:: Task details ::
Change each "marker" in the data below to "dot" and return the lines with nothing else altered.

______________________________

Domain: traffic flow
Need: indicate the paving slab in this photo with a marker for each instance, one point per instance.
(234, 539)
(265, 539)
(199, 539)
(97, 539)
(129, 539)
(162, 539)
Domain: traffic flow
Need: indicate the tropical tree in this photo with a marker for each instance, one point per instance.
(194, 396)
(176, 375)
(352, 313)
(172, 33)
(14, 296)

______________________________

:: Exercise result ::
Domain: traffic flow
Need: indicate the paving slab in this photo with a dot for each instance, one point per instance.
(234, 539)
(265, 539)
(199, 539)
(97, 539)
(129, 539)
(162, 539)
Domain: traffic flow
Need: indicate the tropical tree in this photo with a dot for each instance, one point per instance.
(194, 396)
(176, 375)
(352, 313)
(172, 33)
(14, 296)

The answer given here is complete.